DIRECTIVES:
(1) In the passage on additional insured endorsements for architects and engineers, what was the only ISO additional insured endorsement available to them before 1993?
(2) Resume the passage on additional insured endorsements for architects and engineers, picking up after its final sentence.

TEXT PASSAGE:
----
Knowing that these two additional insured forms exist is not enough. An engineer or architect should understand their historical development and the coverage they afford to determine if it may be in either's best interest to suggest another additional insured endorsement form to expand its coverage under the named insured's CGL policy. Therefore, the pre-1993 CG 20 07 form, the post-1993 CG 20 07 form and the CG 20 32 form that was introduced in 1996 will be addressed.

Before 1993, the only ISO additional insured endorsement available to an insured for an architect or engineer was CG 20 07 01 87, which assumed the insured had a contract with the architect or engineer. In all other situations, parties were left to their own devices. They could use a manuscript endorsement or an existing ISO form, such as CG 20 10 11 85. As will be seen, the latter provides the broadest coverage to an engineer or architect, especially if the named insured's policy has no professional liability exclusion.21

This pre-1993 CG 20 07 form provides coverage to an architect or engineer by modifying the "Who is an Insured" section of a named insured's CGL policy. This endorsement includes them as an insured "with respect to liability arising out of [the named insured's] premises or your work" (emphasis added), but also has an exclusion for any damages arising out of either's professional services. The post-1993 form (CG 20 07 07 98) modifies the previous form to eliminate any coverage once the named insured's work has been completed. Thus, if this endorsement is used, there is no longer any completed operations coverage for the architect or engineer under the named insured's CGL policy.

The relatively new CG 20 32 form was crafted to address the frequent situation where the architect or engineer is to be included as an additional insured by someone with whom neither has a contract, such as the general contractor. This endorsement provides coverage for the scheduled design professional, "but only with respect to liability arising out of [the contractor's] ongoing operations performed by [the contractor] or on [its] behalf." (Emphasis supplied.) Like CG 20 07, it has a professional liability exclusion.

These two existing ISO endorsements should transfer one of the risks of construction work that is not usually the architect or engineer's responsibility or that can be more adequately controlled by others: third party injuries arising from nonprofessional acts or omissions during on-site construction operations. Coverage under either of these forms will depend, in part, on the allegations raised by the injured party, since both have a professional liability exclusion. If, however, the acts or omissions of the architect or engineer are determined to be nonprofessional, either of these endorsements can provide greater protection during the contractor's ongoing construction operations than what can now be legally afforded under a Missouri indemnity. But if a particular claim is too close to call on whether it alleges professional or nonprofessional negligence, the named insured's carrier may eventually seek declaratory relief to determine whether coverage applies to the architect or engineer. Therefore, protection afforded to an architect or engineer under either endorsement may eventually found to be lacking.
----
EXCERPTED RECORDS:

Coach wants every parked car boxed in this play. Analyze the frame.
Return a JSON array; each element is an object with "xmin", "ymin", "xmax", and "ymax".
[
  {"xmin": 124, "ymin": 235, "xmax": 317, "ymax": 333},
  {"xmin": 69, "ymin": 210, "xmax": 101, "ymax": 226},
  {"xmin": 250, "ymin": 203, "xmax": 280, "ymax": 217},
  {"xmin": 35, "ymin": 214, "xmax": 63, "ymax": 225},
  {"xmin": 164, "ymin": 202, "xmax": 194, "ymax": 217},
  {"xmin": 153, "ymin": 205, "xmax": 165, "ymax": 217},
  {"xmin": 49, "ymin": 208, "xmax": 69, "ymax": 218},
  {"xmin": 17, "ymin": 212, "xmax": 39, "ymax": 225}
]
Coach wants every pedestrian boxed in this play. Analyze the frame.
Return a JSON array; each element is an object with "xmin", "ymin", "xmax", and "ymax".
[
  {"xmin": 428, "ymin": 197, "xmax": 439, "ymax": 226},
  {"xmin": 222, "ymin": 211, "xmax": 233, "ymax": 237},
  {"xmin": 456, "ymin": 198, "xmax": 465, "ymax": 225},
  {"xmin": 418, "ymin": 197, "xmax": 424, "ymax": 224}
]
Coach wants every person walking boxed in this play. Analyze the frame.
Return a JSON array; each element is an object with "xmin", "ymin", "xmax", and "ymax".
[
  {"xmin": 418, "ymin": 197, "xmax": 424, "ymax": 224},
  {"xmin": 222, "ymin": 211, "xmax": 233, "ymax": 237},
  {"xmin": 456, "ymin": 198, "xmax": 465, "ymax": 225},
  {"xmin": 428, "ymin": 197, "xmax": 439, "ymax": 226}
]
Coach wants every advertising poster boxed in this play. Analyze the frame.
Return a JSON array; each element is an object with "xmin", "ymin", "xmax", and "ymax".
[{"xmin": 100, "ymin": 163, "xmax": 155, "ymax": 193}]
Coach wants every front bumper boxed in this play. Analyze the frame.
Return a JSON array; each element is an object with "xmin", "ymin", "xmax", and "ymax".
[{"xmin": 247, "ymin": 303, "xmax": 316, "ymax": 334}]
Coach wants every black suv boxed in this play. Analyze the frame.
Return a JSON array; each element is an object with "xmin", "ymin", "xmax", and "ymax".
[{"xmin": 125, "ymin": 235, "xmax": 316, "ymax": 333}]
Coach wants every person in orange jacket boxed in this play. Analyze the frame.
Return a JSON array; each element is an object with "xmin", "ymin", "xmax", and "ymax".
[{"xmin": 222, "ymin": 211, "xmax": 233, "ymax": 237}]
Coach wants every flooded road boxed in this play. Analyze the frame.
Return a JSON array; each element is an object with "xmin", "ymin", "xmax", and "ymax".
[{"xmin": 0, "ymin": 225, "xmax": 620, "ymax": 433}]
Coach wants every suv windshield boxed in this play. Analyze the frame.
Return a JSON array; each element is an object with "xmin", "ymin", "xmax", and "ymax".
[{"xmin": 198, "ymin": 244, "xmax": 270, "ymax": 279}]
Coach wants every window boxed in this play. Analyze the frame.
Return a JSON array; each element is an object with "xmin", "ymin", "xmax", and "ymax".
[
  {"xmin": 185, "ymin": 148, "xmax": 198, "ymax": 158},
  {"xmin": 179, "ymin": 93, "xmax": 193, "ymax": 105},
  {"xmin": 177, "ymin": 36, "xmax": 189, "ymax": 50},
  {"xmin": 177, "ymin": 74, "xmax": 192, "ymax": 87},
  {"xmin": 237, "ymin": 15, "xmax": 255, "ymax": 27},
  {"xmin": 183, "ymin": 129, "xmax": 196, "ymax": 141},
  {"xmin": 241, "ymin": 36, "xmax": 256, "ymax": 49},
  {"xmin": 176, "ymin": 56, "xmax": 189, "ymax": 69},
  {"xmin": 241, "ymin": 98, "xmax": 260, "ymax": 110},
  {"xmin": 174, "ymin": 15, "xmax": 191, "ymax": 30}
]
----
ANSWERS TO THE PROBLEMS:
(1) CG 20 07 01 87

(2)
If an architect or engineer has some continued presence following construction completion or simply wants to have another's insurance protection as long as possible, either would want to employ the use of form CG 20 07 01 87 when dealing with the owner and designate form CG 30 32 07 98, with the word "ongoing" deleted, for contractors. Moreover, if either wishes to obtain the broadest protection available under a CGL policy, including its professional liability exposure (assuming the named insured's general liability policy has no professional liability exclusion), they should demand one of the following ISO additional insured endorsement forms: CG 20 10 11 85 or CG 20 26 11 85. Each of these forms will be discussed in greater detail now as our attention is drawn to owners, general contractors and subcontractors, and ISO's standard additional insured endorsements for these parties.

When dealing with these parties to construction work, there are two standard ISO additional insured endorsements in the manual that come into play. They are CG 20 09 (formerly known as "Form A") and CG 20 10 (formerly known as "Form B"). These endorsements have changed over the last several years, too. There are their pre-1993 forms (with an edition date of "11 85"), the 1993 forms and the 1997 forms, with the latter two edition forms eliminating coverage or clarifying coverage intent. In 2001, ISO proposed some further changes to CG 20 10 and added a new endorsement, CG 20 37 10 01. Each of these editions will be discussed in turn.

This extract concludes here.